* Directions *
Exactly as written, print each record in the listing.
>> Begin Source material
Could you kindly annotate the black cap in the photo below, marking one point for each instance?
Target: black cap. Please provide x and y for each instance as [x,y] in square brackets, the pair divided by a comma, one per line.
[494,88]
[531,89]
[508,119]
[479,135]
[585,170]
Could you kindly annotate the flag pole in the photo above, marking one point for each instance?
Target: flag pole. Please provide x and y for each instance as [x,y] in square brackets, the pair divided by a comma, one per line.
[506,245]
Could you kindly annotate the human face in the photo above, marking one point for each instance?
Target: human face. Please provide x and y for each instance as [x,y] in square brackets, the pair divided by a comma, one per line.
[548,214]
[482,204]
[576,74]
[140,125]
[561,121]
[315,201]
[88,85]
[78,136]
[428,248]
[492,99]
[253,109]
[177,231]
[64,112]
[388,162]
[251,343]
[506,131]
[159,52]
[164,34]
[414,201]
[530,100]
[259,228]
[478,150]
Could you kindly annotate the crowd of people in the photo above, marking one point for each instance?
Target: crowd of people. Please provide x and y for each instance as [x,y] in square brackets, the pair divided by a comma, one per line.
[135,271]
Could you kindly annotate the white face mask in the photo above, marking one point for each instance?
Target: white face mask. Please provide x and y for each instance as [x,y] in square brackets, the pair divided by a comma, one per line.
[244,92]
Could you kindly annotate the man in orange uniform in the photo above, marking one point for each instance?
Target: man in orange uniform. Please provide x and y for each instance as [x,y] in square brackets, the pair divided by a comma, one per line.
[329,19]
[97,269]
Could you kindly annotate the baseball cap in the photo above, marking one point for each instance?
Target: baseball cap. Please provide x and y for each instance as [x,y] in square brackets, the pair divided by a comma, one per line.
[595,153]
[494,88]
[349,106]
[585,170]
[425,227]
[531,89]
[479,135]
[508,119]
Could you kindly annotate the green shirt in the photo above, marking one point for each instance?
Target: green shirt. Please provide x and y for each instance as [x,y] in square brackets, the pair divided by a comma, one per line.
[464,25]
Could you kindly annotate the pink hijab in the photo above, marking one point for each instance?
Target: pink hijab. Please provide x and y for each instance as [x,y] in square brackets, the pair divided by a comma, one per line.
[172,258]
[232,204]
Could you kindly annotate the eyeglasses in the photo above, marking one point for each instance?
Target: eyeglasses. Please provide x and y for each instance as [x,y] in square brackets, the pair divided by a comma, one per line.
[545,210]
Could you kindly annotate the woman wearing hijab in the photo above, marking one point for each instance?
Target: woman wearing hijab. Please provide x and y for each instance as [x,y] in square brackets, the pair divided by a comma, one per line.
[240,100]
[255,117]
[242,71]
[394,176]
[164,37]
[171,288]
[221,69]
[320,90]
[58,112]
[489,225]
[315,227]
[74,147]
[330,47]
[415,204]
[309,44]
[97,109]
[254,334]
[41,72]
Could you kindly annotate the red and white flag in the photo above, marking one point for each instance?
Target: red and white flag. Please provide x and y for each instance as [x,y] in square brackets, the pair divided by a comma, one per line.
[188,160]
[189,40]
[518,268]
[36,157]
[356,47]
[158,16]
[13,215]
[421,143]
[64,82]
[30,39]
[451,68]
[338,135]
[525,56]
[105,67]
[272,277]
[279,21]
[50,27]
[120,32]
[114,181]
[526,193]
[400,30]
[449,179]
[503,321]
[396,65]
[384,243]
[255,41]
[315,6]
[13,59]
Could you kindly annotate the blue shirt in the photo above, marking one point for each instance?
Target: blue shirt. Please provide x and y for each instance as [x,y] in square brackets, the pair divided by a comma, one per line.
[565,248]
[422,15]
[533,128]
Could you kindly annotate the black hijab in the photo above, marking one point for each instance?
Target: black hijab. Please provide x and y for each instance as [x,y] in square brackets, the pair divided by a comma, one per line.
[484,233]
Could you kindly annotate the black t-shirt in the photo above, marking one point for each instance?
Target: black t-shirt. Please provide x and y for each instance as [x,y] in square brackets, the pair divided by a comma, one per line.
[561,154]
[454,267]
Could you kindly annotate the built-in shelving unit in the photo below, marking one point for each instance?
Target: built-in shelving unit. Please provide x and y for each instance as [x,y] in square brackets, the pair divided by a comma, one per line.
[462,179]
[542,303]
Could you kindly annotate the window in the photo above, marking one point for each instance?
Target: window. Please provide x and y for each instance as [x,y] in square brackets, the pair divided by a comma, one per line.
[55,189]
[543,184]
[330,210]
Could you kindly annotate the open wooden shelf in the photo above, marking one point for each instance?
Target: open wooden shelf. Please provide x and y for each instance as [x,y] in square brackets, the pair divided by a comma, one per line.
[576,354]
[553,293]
>> End Source material
* Result *
Could you kindly annotate the black cap in the photo below, marking one point for each instance?
Target: black cap. Please provide x and y for each instance as [x,y] in square brackets, the pair divided by a comma, one per line.
[494,88]
[531,89]
[508,119]
[479,135]
[585,170]
Could you kindly annotate the flag pole in the photo above, marking one point for each instance?
Target: flag pole. Please provide x and y for each instance as [x,y] in square brackets, the pair divided by a comma, one per line.
[506,245]
Could you kindly annotate the human face in the photo above, marking one point for each instance?
Target: human face. Please provide x and y for each instance as [x,y] in square brackets, the pair divided by a comma, one per line.
[548,214]
[482,204]
[576,74]
[140,125]
[561,121]
[315,201]
[88,85]
[78,136]
[428,248]
[492,99]
[253,109]
[177,231]
[64,112]
[388,162]
[251,343]
[506,131]
[159,52]
[164,34]
[414,201]
[530,100]
[259,228]
[478,150]
Could you kindly annotate the crowd of people in the photo above, marking one point for each instance?
Target: crowd of people. Please provide x and y for each instance as [x,y] in square brackets, the pair divided by a comma, one per line.
[135,271]
Could you kindly annotate the white face mask in the photo above, marking one point for each instance?
Target: white face mask. Please provide x and y for each instance as [x,y] in square brackets, the pair divided by a comma, one per line.
[244,92]
Could you kindly annotate the man in orange uniform in the photo above, marking one point for each instance?
Target: man in orange uniform. Please provide x and y for each instance as [x,y] in square brackets, the pair divided by a comma, one per line.
[329,19]
[97,269]
Could you kindly annotate the baseball cap in the photo above, marking one point for each instance?
Target: baseball cap. Please provide x and y for each instance as [x,y] in square brackets, the pair divided by a comma, one per line.
[595,153]
[494,88]
[349,106]
[585,170]
[425,227]
[531,89]
[479,135]
[508,119]
Could you kindly annotate the green shirt in the photo above, marking one point for each instance?
Target: green shirt. Please provide x and y for each instance as [x,y] in square brackets, the pair divided by a comma, one per line.
[464,25]
Could you kindly annotate the pink hijab in the photo above, marking one point for each instance?
Target: pink hijab. Please provide x and y for each instance as [x,y] in square brackets, the pair divided by a comma, one per line.
[172,258]
[232,204]
Could you kindly annotate the eyeglasses in the photo above, marking one point for each instance?
Target: eyeglasses. Please provide x and y for each instance as [x,y] in square brackets, the pair divided by a comma, one per line.
[545,210]
Could you kindly annotate the woman wearing hijab in the photo above, marking one point for each instance?
Target: woman wearing hijab. Please provide x and y for each instance as [x,y] in square brackets, the pair divided by a comma, one per line.
[240,100]
[255,117]
[242,71]
[394,176]
[164,37]
[171,288]
[221,69]
[320,90]
[58,112]
[489,225]
[315,227]
[74,147]
[330,47]
[415,204]
[309,44]
[97,109]
[254,334]
[41,72]
Could you kindly annotate the red and white flag in the photo above, marking one point for each instance?
Target: red and white flag. Please provide x and y for each instance as [x,y] in square brackets, the pair divided by a comma, one per line.
[188,160]
[189,40]
[518,268]
[36,157]
[356,47]
[158,16]
[13,215]
[421,143]
[64,82]
[30,39]
[451,68]
[338,135]
[525,56]
[105,67]
[272,277]
[279,21]
[50,27]
[120,32]
[114,181]
[526,193]
[400,30]
[449,179]
[503,321]
[396,65]
[384,243]
[255,41]
[315,6]
[13,59]
Could you kindly annotate the blue shirt in the photo above, marking one point for each instance?
Target: blue shirt. Please provide x and y for each instance as [x,y] in square brackets, the pair divided by a comma, one per line.
[565,248]
[422,15]
[533,128]
Could you kindly annotate the black hijab in the photo above, marking one point for each instance?
Target: black hijab. Please provide x and y for each instance as [x,y] in square brackets, the pair divided by a comma, one per line.
[484,233]
Could you kindly annotate the black t-shirt in the photo above, marking one point for each instance?
Target: black t-shirt. Please provide x and y for each instance as [x,y] in square brackets, the pair divided by a comma, one per line.
[561,154]
[454,267]
Could you kindly annotate the built-in shelving unit in the photo below, marking one point for each instance?
Target: built-in shelving unit. Please provide x and y for each instance as [x,y] in square brackets, the pair divided by a comma, one per line.
[462,179]
[542,303]
Could you kindly annotate the window in the photo above, marking one point for each instance?
Target: window. Please provide x and y for each instance as [x,y] in square brackets, the pair divided by a comma, one per line.
[55,189]
[543,184]
[330,210]
Could you kindly annotate the open wooden shelf in the photo above, marking one point for each instance?
Target: open wooden shelf. Please provide x and y for each instance as [x,y] in square brackets, the pair divided by a comma, one per line.
[576,354]
[553,293]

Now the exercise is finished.